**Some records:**

= = = = =

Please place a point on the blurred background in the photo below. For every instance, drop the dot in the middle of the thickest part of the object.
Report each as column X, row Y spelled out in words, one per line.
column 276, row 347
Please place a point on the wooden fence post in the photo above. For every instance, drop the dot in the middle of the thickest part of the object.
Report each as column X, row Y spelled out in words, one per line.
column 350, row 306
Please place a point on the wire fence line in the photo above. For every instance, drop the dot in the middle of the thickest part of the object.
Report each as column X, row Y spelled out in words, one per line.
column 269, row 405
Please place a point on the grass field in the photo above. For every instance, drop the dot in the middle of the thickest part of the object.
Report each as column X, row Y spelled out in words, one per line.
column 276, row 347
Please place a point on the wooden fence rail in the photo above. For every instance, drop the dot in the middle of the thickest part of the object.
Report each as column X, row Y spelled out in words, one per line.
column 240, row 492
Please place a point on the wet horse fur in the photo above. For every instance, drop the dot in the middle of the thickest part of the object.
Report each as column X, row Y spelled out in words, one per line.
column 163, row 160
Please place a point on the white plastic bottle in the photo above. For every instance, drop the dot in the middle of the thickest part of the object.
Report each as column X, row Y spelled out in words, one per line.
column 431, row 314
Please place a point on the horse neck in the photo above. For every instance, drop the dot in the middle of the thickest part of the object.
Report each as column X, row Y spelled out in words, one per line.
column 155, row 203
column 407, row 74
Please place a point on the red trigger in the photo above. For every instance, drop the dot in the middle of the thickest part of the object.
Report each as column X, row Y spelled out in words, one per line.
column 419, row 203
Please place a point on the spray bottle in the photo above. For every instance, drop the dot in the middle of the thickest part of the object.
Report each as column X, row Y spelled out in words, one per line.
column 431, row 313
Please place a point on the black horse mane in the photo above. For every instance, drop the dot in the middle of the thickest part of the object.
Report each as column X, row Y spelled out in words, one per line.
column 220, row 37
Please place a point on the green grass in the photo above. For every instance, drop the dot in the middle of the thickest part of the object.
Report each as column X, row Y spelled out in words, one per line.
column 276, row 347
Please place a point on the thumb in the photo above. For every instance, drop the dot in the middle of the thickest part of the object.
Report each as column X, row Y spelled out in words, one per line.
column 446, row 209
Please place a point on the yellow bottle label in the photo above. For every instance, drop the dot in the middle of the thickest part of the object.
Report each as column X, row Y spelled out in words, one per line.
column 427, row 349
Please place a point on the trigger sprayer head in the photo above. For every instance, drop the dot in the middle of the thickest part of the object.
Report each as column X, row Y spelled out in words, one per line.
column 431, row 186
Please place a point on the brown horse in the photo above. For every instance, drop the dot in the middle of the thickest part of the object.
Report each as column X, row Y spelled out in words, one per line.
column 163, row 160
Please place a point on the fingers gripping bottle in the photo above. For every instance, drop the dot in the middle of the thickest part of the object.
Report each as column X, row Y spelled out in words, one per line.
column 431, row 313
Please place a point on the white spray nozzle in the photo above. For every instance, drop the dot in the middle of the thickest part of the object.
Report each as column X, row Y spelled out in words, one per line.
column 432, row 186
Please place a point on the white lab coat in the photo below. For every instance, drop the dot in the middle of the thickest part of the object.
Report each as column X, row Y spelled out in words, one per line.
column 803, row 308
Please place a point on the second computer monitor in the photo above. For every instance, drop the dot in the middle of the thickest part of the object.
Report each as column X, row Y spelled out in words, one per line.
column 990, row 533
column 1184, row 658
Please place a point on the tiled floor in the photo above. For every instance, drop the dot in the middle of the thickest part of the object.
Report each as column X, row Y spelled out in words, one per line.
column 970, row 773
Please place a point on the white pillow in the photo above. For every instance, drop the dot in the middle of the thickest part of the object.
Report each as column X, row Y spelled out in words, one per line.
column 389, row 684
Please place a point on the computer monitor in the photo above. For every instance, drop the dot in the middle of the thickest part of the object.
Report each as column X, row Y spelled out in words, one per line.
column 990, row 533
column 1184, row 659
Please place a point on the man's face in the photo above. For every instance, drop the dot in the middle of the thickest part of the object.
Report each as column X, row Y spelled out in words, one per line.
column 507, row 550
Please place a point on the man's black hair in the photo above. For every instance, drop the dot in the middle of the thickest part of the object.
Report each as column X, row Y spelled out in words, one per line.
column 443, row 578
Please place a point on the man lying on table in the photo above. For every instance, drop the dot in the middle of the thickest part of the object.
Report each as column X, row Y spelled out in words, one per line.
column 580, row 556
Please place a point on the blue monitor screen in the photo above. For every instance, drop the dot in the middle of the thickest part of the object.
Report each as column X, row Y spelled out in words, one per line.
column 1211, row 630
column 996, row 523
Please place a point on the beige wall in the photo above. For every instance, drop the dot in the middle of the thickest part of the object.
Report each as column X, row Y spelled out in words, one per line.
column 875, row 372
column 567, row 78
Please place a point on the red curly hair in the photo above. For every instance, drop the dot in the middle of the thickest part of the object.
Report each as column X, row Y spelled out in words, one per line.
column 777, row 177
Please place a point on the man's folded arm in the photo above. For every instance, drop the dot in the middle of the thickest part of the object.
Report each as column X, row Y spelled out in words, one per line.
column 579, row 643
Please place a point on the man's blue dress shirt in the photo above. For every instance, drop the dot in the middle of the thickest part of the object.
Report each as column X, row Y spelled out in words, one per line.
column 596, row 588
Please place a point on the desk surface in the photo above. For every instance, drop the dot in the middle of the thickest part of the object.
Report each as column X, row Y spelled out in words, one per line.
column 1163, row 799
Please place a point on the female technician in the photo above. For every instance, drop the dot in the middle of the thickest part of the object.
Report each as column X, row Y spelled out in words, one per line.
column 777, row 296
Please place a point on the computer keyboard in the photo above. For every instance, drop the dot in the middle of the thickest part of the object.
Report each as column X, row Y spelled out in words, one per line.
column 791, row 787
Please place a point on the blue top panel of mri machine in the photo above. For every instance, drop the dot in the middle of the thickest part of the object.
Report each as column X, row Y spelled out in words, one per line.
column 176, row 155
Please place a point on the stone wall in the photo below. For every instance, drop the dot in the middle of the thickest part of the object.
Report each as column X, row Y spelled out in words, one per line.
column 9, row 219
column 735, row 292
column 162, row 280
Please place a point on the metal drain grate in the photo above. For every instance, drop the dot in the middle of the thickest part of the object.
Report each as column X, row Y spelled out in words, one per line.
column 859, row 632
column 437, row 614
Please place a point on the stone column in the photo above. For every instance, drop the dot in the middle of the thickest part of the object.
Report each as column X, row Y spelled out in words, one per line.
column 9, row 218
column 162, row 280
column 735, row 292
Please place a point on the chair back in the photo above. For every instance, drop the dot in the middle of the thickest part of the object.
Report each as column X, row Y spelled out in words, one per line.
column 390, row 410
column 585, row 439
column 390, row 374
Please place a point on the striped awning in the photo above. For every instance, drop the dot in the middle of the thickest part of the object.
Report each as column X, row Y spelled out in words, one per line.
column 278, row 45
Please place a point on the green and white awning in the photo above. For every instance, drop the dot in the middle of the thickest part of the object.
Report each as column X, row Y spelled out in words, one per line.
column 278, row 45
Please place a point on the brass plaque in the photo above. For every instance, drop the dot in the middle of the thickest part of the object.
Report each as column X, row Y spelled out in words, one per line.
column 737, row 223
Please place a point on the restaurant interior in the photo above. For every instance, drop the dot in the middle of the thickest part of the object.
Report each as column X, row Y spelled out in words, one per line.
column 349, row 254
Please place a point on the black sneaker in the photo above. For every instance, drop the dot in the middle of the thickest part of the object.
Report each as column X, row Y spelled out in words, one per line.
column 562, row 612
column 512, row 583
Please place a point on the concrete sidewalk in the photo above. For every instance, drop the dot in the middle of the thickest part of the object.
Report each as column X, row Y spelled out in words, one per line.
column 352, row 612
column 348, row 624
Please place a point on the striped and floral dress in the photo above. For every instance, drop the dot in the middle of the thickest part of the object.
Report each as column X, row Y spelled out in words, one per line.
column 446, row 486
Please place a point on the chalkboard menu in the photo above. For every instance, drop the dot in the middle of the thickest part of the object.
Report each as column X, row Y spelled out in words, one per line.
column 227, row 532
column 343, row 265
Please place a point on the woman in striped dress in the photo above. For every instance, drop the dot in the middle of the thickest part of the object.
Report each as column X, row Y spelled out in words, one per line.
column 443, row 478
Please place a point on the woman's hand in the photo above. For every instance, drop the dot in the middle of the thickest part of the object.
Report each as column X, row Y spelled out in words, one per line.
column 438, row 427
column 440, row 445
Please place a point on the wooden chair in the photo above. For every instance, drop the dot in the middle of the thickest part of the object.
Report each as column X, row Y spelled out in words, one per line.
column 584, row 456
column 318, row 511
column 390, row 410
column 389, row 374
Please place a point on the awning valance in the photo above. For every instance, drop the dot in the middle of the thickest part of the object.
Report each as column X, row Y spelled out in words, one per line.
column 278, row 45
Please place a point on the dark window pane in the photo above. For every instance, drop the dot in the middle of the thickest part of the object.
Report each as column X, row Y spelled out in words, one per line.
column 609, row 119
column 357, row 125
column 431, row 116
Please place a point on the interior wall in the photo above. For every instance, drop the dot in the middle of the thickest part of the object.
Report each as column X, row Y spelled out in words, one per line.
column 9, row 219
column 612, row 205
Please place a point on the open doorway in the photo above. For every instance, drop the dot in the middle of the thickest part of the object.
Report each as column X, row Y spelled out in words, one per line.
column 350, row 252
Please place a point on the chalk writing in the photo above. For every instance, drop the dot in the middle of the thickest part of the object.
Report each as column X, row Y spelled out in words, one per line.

= = = = =

Nothing but the lines from the line with "Please place a point on the wooden chair" to the last line of the listing above should appear; please retype them exactly, both ends included.

**Solution for this problem:**
Please place a point on the wooden chair in the photo above. For every instance, drop the dot in the middle of the thickest part of the object.
Report each as column X, row Y spelled out in words, one per line.
column 584, row 456
column 318, row 511
column 390, row 410
column 389, row 374
Please place a point on the awning valance in the photo above. For every instance, drop the dot in the middle of the thickest part of the object.
Report each as column X, row Y spelled out in words, one per line.
column 278, row 45
Please place a point on the dark window pane in the photo above. For every instance, drop the dot in the middle of the thickest part of the object.
Report each as column X, row Y spelled out in words, one per line.
column 609, row 119
column 357, row 125
column 431, row 116
Please place a point on the interior wall in the photo above. For every instance, drop the dot in the middle of the thickest part of the object.
Report each as column X, row Y spelled out in words, one per line.
column 9, row 219
column 612, row 205
Please place a point on the open doorway in the photo above. For every instance, drop the dot in the middle of the thickest part of the object.
Report each as column X, row Y spelled out in words, one per line.
column 350, row 252
Please place a point on the chalk writing in the photo above. For every instance, drop the dot in the middle of the thickest part of the object.
Report each as column X, row Y spelled out in words, one per line.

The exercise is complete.